+++ Record list +++

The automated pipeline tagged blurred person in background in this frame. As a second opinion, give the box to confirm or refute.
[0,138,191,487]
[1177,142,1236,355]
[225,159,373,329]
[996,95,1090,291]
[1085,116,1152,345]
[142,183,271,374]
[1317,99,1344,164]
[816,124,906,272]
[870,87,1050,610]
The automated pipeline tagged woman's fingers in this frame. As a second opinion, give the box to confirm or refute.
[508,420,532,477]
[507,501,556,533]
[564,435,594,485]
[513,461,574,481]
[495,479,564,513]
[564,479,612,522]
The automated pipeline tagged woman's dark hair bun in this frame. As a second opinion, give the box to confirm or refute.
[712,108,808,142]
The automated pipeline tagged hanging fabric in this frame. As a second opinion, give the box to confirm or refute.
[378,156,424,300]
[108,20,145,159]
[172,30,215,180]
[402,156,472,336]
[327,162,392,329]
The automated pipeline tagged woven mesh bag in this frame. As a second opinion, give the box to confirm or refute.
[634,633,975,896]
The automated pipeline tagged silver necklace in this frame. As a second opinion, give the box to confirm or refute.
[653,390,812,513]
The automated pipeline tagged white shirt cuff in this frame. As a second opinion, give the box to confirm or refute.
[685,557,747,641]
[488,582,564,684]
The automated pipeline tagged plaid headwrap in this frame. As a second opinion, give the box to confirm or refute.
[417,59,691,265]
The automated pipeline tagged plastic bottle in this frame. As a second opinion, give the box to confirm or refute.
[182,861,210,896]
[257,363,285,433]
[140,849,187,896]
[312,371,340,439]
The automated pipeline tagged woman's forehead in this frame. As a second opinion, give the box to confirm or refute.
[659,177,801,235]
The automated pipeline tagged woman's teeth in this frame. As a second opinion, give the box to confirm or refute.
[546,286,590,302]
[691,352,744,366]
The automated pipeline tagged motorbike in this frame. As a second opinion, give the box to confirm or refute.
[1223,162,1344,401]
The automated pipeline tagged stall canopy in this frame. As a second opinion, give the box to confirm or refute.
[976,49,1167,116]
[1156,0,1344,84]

+++

• **Short exercise**
Extract every line above verbatim, in order and unchanged.

• **Output**
The automated pipeline tagged blurred person in background in this frame. As a second opinion, give the box to confirm or refute.
[0,138,191,487]
[1177,142,1236,355]
[225,159,373,329]
[996,95,1090,291]
[1085,116,1152,345]
[142,183,271,374]
[1317,99,1344,164]
[816,124,906,272]
[870,87,1050,610]
The automated pipeline tagged woman's fingers in this frame. As a second opinion, give the box to confirm or refute.
[508,420,532,477]
[507,501,556,533]
[564,435,594,485]
[513,461,574,481]
[495,479,564,513]
[564,479,612,522]
The automated pipeline tagged woman's dark hair bun in this frame. As a second opinion, give the box to confirm or refute.
[712,108,808,142]
The automated pipeline tagged hanging fabric in this frame. As a second opinion, give the box to confirm or refute.
[378,156,424,300]
[108,20,145,159]
[172,30,215,180]
[402,156,472,336]
[327,162,392,329]
The automated pipeline tagged woven mesh bag in this frame. As a second opinion, give the box to confirm or refute.
[634,633,975,896]
The automated pipeline tagged silver necklace in this frame. As a second opinion, give the box to confirm or refute.
[653,390,812,513]
The automated pipeline tagged white shirt cuff in this frame. As a second opinion, give the box to confirm or refute.
[685,557,747,641]
[488,582,564,684]
The automated pipeline tagged plaid headwrap in this frame. As a second opinion, give the box to confirm or refute.
[417,59,691,265]
The automated pipeline tagged plastic bottle in this frame. As a second opinion, give the box to confirm or refute.
[182,861,210,896]
[257,363,285,433]
[140,849,187,896]
[312,371,340,439]
The automated pipeline tagged woman's forehead in this frame. As a second opinion, give the box to confirm or refute.
[659,177,801,235]
The automated pipeline tagged woman's teeth in this frame. As a second opinion, give the box to confirm or refute.
[546,286,590,302]
[691,352,744,366]
The automated pipeline tagged motorbike in this frame. As a second opinion, give the box to confirm or refute.
[1223,162,1344,401]
The automated pipeline tagged stall canopy in this frame. As a second opinion, give the box to confirm or refute.
[976,49,1167,116]
[1156,0,1344,84]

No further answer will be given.